Some data
** START **

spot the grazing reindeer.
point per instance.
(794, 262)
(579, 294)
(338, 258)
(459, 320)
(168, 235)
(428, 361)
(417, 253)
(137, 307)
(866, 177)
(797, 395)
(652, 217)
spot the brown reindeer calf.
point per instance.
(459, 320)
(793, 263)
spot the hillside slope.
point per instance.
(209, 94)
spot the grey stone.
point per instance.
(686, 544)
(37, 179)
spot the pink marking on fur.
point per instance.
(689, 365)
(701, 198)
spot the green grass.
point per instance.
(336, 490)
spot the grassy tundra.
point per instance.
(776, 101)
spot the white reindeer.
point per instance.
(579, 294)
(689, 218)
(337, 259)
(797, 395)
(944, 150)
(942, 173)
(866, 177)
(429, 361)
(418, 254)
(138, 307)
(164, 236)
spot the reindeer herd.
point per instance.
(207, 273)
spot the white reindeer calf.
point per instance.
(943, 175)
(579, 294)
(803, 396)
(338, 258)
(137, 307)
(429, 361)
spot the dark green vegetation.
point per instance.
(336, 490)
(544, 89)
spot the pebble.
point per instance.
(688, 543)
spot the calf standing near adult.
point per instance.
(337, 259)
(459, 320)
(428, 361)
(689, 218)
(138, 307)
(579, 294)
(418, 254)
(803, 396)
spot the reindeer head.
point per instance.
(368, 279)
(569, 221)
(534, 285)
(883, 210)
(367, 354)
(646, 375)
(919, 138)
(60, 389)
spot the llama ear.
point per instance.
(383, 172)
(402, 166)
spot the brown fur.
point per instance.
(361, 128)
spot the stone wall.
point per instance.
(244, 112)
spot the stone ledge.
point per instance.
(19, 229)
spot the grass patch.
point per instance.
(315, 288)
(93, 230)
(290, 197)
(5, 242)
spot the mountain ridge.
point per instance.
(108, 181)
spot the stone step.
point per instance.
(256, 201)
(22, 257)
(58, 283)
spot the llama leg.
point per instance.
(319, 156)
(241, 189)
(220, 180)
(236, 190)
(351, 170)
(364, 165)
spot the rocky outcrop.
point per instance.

** END **

TASK BRIEF
Reproduce the data line for line, beginning at the line that contains "spot the stone step." and continuing through the last line of the data.

ANSWER TO THIS PROBLEM
spot the stone step.
point per instance.
(256, 201)
(22, 257)
(58, 283)
spot the llama leg.
point per instance.
(319, 156)
(241, 189)
(220, 180)
(236, 190)
(351, 170)
(364, 165)
spot the rocky outcrop.
point per instance.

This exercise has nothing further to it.